» Instructions for the task
Search the records below for the line containing "Query: black backpack". Output that line and all later lines exactly; output nothing else.

*** Data Section Begins ***

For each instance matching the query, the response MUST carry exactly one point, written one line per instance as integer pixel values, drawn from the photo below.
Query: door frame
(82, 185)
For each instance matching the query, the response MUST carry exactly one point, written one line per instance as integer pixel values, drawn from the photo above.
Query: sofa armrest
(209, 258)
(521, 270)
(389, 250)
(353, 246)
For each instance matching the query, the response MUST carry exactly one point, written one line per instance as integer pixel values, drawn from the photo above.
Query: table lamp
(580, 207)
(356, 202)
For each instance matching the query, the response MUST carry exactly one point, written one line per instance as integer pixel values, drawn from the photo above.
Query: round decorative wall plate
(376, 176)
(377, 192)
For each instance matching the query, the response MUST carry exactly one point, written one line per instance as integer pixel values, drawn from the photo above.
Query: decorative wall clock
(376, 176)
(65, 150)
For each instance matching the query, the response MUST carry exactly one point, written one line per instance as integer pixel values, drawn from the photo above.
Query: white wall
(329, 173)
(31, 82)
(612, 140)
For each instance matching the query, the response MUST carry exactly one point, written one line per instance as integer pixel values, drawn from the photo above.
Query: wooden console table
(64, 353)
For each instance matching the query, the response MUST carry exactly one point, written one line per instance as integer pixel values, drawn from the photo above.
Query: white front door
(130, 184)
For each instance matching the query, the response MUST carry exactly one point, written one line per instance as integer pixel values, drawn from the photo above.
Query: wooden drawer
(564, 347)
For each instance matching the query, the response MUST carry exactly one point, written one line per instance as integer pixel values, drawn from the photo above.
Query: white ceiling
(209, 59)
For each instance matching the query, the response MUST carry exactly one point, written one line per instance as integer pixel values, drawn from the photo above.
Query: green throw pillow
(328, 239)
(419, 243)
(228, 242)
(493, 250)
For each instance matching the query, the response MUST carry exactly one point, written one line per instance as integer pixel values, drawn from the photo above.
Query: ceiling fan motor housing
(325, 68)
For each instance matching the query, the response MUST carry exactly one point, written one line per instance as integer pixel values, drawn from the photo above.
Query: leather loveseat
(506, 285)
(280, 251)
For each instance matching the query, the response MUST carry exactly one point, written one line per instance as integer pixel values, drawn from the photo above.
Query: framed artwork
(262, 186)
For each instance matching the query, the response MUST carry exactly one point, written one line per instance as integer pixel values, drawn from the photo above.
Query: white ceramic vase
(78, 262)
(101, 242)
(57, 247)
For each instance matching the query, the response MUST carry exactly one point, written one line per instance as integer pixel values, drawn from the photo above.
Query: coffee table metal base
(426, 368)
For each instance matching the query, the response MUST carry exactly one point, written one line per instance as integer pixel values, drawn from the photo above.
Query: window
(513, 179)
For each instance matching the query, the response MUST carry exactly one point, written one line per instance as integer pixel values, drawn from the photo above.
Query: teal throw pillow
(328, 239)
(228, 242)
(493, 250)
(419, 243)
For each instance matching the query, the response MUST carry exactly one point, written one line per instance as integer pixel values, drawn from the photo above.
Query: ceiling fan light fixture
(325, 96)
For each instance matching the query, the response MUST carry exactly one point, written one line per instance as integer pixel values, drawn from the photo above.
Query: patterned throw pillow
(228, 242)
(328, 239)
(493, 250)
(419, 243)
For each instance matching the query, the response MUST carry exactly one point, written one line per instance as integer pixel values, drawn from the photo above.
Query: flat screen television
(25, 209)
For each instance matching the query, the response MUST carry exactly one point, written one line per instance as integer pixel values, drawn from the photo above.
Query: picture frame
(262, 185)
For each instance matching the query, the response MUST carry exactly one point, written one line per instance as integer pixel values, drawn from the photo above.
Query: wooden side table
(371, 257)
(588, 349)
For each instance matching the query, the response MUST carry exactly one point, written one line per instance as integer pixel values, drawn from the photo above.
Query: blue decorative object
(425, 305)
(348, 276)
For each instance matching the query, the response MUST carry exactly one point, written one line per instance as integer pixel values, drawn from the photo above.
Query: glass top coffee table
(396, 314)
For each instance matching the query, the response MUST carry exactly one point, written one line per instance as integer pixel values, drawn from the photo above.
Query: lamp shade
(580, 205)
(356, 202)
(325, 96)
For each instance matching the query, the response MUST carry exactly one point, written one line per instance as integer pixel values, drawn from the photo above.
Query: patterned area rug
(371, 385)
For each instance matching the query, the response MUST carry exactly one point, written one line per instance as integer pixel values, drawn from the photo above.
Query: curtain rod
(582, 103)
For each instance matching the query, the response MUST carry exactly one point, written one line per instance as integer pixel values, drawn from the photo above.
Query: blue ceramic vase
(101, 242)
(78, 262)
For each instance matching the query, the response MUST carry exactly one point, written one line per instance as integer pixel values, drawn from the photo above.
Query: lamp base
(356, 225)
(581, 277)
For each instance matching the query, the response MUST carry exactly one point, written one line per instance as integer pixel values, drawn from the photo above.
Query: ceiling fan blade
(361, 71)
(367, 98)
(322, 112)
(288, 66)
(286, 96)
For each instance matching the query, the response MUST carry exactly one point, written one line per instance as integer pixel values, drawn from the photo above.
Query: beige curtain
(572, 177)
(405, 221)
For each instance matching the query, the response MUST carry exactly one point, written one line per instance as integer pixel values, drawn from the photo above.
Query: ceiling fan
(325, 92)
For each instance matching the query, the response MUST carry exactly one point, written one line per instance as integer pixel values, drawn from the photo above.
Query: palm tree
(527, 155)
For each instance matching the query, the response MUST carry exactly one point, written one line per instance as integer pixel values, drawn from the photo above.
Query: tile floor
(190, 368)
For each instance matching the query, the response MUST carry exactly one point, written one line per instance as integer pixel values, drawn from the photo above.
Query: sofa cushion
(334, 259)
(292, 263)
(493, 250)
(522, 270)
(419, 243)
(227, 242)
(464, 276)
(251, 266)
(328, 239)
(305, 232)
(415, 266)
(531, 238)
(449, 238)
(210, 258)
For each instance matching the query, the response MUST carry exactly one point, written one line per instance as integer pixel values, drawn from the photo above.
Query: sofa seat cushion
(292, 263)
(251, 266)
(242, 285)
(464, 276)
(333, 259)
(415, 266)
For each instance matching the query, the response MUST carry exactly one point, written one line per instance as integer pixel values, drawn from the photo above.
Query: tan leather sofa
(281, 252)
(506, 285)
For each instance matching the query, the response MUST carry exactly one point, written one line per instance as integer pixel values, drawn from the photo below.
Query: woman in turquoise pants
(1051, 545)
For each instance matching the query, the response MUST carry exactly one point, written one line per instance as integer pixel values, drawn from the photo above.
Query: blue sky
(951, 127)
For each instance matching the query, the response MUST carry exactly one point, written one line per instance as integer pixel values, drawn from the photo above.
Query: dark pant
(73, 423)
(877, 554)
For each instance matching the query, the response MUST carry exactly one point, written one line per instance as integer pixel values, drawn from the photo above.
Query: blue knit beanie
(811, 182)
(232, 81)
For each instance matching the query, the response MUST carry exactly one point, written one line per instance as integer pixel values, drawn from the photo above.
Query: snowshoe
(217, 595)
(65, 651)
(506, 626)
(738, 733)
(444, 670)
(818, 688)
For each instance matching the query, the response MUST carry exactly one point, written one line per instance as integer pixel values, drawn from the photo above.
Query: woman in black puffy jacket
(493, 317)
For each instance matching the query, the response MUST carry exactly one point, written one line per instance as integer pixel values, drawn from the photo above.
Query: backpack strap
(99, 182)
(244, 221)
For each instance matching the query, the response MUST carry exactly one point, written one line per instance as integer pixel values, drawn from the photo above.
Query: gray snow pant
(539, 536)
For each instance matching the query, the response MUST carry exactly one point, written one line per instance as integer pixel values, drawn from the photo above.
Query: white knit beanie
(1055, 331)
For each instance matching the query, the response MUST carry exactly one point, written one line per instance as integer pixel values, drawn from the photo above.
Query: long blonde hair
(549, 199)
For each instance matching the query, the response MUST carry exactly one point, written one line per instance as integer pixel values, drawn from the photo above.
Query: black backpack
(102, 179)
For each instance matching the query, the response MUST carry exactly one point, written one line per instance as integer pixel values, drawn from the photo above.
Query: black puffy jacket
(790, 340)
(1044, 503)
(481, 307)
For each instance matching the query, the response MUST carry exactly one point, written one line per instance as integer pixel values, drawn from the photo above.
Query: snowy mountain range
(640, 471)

*** Data Section Ends ***

» Result of the exercise
Query: black backpack
(102, 179)
For each instance matching the query, the response MUST carry exactly one point, written one line per instance as integer pixel values, drawn from the photo above.
Query: black puffy jacket
(790, 340)
(1044, 503)
(481, 307)
For each instance matching the query, the response MUST carry exactly one point, written one line per instance as integer pixel values, drawn from the photo above.
Query: snowy mountain range
(640, 471)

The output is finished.